> WHAT THIS TASK INVOLVES
Count the lines below that include the word "lavender" and write that number alone.

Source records
◇ ◇ ◇ ◇ ◇
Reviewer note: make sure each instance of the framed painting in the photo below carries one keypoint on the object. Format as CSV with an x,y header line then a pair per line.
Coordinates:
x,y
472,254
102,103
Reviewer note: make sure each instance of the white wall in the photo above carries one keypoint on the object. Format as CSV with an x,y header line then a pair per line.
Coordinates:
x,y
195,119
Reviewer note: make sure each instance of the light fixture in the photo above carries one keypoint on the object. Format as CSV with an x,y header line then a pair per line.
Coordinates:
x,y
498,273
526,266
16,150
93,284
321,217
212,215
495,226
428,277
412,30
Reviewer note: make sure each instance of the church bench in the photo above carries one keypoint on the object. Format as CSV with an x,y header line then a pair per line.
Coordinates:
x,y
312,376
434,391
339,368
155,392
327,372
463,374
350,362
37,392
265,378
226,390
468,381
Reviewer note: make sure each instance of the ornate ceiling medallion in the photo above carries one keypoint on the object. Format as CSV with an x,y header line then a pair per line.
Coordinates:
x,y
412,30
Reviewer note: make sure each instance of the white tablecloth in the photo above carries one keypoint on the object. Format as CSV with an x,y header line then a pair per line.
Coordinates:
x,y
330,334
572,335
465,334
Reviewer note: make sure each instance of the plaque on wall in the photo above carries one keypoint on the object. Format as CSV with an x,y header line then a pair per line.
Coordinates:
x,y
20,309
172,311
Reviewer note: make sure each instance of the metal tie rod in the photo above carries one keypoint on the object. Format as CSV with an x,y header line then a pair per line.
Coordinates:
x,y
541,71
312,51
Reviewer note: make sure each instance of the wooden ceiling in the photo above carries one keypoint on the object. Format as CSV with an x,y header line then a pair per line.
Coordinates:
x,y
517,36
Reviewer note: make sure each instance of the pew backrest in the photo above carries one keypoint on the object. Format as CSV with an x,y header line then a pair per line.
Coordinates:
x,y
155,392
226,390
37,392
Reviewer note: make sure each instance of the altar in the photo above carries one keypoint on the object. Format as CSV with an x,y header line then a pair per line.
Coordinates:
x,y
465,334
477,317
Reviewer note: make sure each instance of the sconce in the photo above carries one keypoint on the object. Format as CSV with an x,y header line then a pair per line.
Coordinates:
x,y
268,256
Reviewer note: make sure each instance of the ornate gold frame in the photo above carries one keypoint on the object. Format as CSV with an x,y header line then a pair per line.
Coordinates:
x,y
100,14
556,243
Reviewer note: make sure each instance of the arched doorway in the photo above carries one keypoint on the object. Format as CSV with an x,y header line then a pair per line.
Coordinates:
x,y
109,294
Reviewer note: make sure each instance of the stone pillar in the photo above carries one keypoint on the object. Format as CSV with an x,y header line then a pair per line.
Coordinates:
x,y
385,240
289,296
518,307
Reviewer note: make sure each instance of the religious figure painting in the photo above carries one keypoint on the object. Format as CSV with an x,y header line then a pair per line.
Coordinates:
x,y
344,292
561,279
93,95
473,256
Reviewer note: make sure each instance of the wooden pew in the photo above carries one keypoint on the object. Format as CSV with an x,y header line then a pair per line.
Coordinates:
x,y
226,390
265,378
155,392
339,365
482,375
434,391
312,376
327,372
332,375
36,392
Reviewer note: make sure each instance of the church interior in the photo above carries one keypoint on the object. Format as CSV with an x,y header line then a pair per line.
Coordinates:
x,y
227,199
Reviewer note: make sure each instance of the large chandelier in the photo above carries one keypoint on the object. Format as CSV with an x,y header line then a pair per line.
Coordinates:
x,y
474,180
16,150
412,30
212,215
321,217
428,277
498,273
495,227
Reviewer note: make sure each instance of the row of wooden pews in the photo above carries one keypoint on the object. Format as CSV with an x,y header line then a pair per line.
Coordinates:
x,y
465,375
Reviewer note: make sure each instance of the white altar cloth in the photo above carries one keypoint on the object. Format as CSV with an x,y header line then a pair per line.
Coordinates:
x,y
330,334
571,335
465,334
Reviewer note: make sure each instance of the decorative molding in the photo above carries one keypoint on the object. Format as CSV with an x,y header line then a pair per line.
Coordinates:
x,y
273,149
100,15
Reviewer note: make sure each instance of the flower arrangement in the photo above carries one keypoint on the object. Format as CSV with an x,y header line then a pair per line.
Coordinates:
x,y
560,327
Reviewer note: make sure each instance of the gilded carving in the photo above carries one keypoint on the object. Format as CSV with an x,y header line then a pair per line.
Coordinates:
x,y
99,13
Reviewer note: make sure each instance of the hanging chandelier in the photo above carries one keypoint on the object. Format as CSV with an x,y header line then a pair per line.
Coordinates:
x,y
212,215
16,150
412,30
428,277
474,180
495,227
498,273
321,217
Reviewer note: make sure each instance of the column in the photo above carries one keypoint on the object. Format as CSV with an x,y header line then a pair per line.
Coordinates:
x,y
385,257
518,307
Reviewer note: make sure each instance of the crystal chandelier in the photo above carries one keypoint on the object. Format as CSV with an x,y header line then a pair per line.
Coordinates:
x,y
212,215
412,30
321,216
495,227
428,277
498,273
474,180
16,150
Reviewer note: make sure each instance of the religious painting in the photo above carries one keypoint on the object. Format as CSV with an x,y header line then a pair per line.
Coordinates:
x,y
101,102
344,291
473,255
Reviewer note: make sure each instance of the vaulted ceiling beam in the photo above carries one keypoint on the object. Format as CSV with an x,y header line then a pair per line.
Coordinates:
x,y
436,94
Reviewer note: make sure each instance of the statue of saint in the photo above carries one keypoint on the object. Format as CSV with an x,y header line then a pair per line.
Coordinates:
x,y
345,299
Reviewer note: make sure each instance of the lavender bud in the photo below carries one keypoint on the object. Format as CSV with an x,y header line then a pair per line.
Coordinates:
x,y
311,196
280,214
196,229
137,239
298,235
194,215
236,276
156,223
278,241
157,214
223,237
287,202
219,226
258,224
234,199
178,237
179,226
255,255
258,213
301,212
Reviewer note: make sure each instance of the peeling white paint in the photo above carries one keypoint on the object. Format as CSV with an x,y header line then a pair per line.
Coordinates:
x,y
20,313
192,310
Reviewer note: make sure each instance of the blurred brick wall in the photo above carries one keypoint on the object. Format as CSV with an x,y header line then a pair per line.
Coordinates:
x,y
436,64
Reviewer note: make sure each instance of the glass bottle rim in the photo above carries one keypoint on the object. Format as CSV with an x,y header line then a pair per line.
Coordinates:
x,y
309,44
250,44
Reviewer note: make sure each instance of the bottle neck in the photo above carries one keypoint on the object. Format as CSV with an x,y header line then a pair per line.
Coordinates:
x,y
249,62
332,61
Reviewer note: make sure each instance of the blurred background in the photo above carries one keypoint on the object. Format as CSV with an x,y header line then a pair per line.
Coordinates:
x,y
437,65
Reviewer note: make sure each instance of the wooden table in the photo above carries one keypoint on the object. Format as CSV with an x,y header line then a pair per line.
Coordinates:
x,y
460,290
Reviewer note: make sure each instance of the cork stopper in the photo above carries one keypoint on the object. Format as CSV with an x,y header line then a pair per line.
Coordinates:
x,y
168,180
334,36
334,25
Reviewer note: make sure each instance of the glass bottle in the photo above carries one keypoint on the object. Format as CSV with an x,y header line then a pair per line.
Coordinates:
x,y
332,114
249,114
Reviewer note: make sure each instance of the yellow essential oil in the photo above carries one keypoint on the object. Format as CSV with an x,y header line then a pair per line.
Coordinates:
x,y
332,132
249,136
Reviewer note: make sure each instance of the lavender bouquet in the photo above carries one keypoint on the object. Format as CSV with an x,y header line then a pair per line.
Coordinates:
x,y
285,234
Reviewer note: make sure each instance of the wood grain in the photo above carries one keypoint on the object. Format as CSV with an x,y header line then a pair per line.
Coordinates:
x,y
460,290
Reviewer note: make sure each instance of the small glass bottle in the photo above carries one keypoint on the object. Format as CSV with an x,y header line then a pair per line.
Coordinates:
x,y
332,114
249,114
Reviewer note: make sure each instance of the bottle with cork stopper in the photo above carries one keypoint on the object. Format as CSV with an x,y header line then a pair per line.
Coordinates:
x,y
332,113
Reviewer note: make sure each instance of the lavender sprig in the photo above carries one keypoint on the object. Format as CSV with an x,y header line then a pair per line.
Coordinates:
◇ ◇ ◇ ◇ ◇
> EXPECTED OUTPUT
3